Texte du document:
Critique : Anora ou le chaos d'un rêve désenchanté

CRITIQUE NOUVEAUTÉS

Yanko Nikitine-Didi

11/11/20243 min read

Remporter la Palme d’or est une consécration rare. Avec Anora, Sean Baker signe un film aussi dense qu’incisif, où l’illusion du rêve américain s’effrite, laissant place à une absurde dystopie. Habitué à filmer les marginaux de la société américaine, Baker met cette fois en scène une escorte qui rêve d’ascension sociale et d’émancipation. Anora, en quête d'une vie meilleure, croise Ivan, le fils d’une famille d’oligarques russes. Cette improbable rencontre va peindre les rouages d’une Amérique où l’espoir de transcender sa classe est illusoire.


Après Tangerine et Red Rocket, Sean Baker poursuit sa réflexion sur le rêve américain. Anora et Ivan incarnent deux Amériques : l’une rêvant d’un déplacement social, l’autre cramponnée à ses privilèges. Si Baker se concentre sur le quotidien souvent tragi-comique des laissés-pour-comptes, c’est pour montrer à quel point l’espoir de transcender sa condition sociale s’avère vain. La rencontre entre Anora et Ivan n’est alors qu’un idylle temporaire, dans le déni de son éphémérité. Le rêve mène à la perte. Mais parfois, il est bien de rêver.


En confrontant Anora, qui assume librement sa sexualité, et la famille d’Ivan, puritaine jusqu’à la caricature, Baker trace une ligne entre deux visions du corps féminin : libre mais exploité ; méprisé et réprimé. Ici, la tension entre Eros (le désir, la pulsion de vie) et Thanatos (l’interdit, la pulsion de mort) devient essentielle. La liberté d’Anora fascine et surprend à la fois. Vitalité d’un corps qui ébranle l’homme, ployant sous ses désirs pour l’un, ou pour son immonde volonté d’assujettir la femme pour l’autre. Ainsi, Baker n’évite pas le male gaze, au contraire, il nous confronte de force à celui-ci, à la violence du désir brut et omniprésent. Regard qui emprisonne Anora dans une certaine image, rappelant le malaise de The Florida Project, où les femmes naviguaient déjà entre contrôle et liberté, entre désir et rejet. Le spectateur lui-même ressent alors viscéralement le poids qu’Anora et que les femmes en général portent : un trop-plein de restrictions, d’attentes, de projections en tout genre, jusqu’à la suffocation.


Le film se structure en deux grosses parties. D’abord un monde obsédé par la performance, où la femme est sans cesse observée, désirée, jugée… Puis, dans la deuxième partie, une chasse aux sorcière grotesque et burlesque, où la bande absurde composée d’Anora et des gardes russes est comme un microcosme qui renvoie au monde contemporain. Un monde défini comme anomique, dans l’impossibilité de communiquer. Parasité par un surplus de stimulis visuels et sonores jusqu’à la saturation, les personnages nous renvoient à une ère des images et de l’information brassée en continue, de partout. Leur quête de l’introuvable illustre celle de vies dont le sens incertain se dilue tristement avec un cachet d’aspirine. Pourtant, le film heurte, brusque, mais trouve sa dimension auteuriste dans ses ralentissements : un moyen de prendre conscience du monde qui nous entoure.


Anora est un tourbillon : le rire se mêle à la frustration, l’absurde laisse place à la compassion, et le malaise est omniprésent. Baker pousse chaque idée jusqu’au bout, quitte à déstabiliser, à nous confronter à des sentiments contradictoires. Le film frappe là où ça fait mal, fait de son spectateur le témoin averti d’un chaos profondément humain mais symptomatique d’une génération obsédée par la dopamine, où les hommes ne pensent qu’à assouvir leurs pulsions, où les femmes sont les seules à même de s’entraider, et où les miséreux aspirent à mieux. En accouche un film qui questionne l’obsession du rêve américain mais surtout notre époque, désorientée, incertaine, et bien trop misogyne.

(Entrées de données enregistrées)
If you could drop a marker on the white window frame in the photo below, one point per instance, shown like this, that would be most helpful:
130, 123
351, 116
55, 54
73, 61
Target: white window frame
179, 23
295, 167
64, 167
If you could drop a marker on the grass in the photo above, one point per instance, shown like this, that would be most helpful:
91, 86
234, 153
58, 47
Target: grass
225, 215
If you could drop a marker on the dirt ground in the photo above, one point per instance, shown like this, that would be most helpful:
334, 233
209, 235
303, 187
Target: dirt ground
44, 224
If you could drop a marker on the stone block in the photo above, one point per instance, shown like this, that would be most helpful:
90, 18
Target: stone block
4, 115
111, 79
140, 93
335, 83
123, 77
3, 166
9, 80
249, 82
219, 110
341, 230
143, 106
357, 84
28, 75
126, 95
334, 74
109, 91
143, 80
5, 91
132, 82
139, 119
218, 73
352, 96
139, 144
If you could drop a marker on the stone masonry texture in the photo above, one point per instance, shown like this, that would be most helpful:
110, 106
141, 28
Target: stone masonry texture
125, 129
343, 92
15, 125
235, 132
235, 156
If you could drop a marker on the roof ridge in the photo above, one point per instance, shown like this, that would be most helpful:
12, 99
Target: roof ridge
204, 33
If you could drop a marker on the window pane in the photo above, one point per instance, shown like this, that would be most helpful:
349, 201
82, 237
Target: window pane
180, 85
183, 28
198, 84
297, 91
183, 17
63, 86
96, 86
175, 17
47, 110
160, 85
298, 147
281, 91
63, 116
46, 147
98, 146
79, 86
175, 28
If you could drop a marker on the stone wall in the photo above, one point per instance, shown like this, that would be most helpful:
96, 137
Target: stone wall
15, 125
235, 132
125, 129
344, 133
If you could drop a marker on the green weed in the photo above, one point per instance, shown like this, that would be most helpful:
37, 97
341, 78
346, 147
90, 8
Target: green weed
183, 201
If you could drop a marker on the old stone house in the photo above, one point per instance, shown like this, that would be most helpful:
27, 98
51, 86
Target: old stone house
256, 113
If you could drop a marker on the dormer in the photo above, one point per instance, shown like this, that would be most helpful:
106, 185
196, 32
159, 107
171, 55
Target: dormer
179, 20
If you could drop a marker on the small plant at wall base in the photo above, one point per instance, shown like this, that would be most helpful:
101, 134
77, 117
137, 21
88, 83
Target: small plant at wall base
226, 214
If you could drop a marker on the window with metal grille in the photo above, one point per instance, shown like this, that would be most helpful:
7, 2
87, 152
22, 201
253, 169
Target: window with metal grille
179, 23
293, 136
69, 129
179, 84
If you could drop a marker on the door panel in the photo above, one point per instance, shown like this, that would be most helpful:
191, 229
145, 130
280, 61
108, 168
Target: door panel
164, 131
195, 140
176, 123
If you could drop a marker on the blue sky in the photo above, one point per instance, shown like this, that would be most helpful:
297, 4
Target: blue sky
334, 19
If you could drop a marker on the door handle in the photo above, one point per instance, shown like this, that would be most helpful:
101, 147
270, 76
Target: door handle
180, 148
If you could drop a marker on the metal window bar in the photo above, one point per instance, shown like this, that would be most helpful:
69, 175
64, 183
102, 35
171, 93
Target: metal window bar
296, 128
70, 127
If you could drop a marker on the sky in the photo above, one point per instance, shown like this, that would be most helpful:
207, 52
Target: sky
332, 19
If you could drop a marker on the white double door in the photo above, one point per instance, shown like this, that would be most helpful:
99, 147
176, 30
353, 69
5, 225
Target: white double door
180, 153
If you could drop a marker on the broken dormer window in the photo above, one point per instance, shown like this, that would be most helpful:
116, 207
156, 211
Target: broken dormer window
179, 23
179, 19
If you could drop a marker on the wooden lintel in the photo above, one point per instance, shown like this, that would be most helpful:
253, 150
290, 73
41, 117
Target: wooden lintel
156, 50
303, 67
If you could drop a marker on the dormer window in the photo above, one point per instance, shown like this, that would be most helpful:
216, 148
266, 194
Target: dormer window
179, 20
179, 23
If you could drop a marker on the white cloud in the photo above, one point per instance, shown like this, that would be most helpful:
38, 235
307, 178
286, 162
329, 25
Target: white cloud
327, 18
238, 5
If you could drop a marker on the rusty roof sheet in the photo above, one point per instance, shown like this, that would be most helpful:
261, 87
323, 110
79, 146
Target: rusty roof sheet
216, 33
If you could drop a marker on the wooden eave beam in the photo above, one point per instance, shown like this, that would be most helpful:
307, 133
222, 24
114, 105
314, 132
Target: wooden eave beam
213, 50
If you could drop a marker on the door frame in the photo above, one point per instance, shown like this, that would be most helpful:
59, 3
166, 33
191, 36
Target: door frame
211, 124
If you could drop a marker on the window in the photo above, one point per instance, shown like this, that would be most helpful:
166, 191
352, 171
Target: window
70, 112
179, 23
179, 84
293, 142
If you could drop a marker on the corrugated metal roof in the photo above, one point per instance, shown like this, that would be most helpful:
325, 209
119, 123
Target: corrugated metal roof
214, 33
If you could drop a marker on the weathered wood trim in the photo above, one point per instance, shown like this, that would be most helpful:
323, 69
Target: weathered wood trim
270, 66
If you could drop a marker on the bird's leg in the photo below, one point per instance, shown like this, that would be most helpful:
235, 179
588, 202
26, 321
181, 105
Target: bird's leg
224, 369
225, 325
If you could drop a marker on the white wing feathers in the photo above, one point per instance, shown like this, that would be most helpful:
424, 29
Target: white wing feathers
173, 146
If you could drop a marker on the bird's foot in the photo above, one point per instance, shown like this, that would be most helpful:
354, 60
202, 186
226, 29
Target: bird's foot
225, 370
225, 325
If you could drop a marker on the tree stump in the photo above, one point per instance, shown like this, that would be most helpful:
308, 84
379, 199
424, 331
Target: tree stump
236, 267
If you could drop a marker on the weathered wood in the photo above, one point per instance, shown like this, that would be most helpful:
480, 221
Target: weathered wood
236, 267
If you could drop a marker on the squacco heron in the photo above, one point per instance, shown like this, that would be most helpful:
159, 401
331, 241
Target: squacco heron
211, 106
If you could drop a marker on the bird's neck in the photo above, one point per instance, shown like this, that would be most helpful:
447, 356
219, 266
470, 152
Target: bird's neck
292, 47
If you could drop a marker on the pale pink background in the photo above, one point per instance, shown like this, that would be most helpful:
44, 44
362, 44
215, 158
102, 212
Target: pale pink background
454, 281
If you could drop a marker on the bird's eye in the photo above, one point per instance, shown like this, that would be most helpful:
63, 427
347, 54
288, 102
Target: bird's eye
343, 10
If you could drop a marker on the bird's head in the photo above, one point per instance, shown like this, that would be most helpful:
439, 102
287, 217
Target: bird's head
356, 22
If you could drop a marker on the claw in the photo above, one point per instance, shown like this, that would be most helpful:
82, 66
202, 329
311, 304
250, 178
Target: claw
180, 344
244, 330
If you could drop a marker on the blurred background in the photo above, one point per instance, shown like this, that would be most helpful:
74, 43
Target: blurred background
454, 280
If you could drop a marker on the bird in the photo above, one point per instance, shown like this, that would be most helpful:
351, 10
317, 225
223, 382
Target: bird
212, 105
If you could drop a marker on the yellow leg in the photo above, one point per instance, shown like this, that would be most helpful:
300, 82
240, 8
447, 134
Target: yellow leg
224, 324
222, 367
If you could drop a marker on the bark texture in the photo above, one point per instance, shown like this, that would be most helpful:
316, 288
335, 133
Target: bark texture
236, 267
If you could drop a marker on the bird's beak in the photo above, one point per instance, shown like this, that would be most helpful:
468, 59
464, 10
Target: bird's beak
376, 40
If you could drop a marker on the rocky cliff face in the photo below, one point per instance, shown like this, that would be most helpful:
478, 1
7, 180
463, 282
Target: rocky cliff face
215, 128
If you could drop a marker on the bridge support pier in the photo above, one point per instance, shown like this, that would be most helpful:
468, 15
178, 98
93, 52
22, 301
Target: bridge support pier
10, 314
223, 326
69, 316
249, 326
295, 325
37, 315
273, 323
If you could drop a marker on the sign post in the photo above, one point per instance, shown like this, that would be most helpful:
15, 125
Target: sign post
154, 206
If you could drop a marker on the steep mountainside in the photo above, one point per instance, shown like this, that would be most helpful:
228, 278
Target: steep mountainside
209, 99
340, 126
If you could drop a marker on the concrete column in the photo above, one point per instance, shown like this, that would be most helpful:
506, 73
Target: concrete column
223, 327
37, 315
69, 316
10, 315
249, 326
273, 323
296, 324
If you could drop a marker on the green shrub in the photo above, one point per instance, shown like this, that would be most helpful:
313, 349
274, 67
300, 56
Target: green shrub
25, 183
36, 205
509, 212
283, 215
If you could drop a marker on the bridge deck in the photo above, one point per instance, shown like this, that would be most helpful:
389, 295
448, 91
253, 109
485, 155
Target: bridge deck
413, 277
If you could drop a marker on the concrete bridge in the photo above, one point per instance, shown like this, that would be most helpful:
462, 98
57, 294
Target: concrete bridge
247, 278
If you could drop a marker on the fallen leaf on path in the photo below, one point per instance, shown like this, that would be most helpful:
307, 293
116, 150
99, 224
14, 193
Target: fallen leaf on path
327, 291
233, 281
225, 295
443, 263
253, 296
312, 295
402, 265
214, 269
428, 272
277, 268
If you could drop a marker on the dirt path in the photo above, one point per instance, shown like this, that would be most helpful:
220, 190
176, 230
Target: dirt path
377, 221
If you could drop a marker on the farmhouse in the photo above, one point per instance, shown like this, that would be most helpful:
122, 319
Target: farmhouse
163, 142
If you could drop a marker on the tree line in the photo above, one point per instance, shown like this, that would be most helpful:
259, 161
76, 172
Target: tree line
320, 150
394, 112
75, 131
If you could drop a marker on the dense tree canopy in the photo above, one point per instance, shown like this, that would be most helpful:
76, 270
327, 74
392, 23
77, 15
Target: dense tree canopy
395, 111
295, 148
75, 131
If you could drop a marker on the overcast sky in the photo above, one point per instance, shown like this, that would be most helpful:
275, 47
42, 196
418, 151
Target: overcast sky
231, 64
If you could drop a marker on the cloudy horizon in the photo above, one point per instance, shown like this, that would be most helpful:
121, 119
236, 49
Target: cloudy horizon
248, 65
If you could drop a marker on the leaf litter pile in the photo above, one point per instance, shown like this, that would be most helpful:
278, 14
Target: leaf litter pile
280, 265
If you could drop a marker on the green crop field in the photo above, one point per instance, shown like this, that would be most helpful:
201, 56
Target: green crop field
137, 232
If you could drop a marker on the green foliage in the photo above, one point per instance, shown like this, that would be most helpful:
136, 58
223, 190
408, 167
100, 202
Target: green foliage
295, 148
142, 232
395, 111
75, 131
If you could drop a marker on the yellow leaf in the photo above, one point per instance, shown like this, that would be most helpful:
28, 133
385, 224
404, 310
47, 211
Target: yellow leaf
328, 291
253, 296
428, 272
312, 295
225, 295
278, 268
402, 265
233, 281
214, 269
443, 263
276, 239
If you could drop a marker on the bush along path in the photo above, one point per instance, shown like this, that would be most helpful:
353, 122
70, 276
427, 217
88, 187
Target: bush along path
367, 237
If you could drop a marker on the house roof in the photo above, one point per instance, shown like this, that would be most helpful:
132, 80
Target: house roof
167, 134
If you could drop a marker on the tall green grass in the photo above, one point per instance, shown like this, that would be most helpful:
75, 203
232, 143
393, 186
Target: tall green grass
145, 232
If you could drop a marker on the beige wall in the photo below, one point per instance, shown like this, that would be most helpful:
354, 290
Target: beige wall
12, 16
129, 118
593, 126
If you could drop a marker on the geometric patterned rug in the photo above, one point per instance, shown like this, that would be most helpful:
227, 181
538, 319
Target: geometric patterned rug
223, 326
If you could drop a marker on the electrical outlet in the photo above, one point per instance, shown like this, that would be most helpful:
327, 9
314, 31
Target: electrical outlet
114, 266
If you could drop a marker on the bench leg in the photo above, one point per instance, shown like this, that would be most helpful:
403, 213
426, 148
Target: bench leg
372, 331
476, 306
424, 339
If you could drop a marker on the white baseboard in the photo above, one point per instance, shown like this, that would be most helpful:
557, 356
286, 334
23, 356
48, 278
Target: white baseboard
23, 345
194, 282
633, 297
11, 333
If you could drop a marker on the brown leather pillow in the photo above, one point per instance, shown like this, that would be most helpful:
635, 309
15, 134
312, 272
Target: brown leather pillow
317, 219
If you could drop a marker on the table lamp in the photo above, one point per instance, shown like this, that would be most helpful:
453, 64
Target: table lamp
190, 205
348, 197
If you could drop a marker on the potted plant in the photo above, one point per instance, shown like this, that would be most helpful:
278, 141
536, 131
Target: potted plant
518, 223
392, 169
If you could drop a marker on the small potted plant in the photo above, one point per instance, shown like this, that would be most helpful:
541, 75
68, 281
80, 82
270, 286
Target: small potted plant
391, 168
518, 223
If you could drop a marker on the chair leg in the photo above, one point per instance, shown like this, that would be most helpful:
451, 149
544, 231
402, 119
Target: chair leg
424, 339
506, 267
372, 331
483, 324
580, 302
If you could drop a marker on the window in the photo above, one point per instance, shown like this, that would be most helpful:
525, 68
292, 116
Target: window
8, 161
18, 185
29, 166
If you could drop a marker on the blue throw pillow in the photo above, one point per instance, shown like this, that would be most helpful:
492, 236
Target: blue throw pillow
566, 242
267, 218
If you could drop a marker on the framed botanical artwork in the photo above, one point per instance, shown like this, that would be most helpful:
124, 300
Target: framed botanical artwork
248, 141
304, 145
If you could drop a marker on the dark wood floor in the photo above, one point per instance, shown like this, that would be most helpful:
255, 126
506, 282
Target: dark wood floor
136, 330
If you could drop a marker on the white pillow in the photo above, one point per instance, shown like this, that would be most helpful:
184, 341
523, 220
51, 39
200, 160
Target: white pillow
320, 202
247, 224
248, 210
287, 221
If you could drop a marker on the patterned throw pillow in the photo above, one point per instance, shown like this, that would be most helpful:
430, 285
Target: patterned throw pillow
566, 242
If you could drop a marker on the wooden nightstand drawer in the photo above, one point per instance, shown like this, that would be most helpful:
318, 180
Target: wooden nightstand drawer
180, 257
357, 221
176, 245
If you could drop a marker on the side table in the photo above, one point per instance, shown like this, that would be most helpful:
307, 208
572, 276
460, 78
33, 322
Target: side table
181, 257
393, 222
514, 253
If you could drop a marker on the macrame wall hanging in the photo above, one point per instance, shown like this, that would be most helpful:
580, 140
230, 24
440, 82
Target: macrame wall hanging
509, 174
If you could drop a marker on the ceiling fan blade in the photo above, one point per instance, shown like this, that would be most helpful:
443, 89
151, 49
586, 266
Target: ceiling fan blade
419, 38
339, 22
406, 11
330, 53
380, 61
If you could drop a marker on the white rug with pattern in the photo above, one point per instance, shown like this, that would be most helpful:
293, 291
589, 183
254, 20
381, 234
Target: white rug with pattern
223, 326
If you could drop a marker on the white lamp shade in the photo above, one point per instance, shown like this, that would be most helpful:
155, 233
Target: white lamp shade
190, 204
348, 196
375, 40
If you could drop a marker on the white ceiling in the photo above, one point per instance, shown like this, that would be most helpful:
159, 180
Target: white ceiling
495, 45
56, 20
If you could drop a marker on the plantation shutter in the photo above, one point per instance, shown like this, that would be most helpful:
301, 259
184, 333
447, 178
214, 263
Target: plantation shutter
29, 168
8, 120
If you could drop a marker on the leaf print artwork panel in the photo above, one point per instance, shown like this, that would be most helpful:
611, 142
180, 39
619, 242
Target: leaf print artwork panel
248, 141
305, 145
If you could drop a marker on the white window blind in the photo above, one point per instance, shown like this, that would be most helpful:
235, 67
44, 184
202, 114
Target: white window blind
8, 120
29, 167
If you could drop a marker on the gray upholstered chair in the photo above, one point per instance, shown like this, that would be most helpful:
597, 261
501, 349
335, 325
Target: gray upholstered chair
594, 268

Description de l'exercice:
Extrayez à l'identique le passage de la critique d'Anora qui commence aux mots « CRITIQUE NOUVEAUTÉS » et se termine après les mots « classe est illusoire. ». Seule la critique d'Anora sert de référence.

Réponse attendue:
CRITIQUE NOUVEAUTÉS

Yanko Nikitine-Didi

11/11/20243 min read

Remporter la Palme d’or est une consécration rare. Avec Anora, Sean Baker signe un film aussi dense qu’incisif, où l’illusion du rêve américain s’effrite, laissant place à une absurde dystopie. Habitué à filmer les marginaux de la société américaine, Baker met cette fois en scène une escorte qui rêve d’ascension sociale et d’émancipation. Anora, en quête d'une vie meilleure, croise Ivan, le fils d’une famille d’oligarques russes. Cette improbable rencontre va peindre les rouages d’une Amérique où l’espoir de transcender sa classe est illusoire.